**Set task**
Copy out each line of the records below, keeping every character unchanged.

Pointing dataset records
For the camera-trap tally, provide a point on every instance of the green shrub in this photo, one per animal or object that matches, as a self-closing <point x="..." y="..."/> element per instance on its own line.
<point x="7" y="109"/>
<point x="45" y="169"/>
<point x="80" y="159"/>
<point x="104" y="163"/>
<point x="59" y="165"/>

**Result of the task**
For the camera-trap tally, provide a point on every instance of the green shrub in this photo, one per animal or object that matches, as a self-closing <point x="..." y="..."/> element per instance on its own line.
<point x="7" y="109"/>
<point x="45" y="169"/>
<point x="80" y="159"/>
<point x="104" y="163"/>
<point x="59" y="165"/>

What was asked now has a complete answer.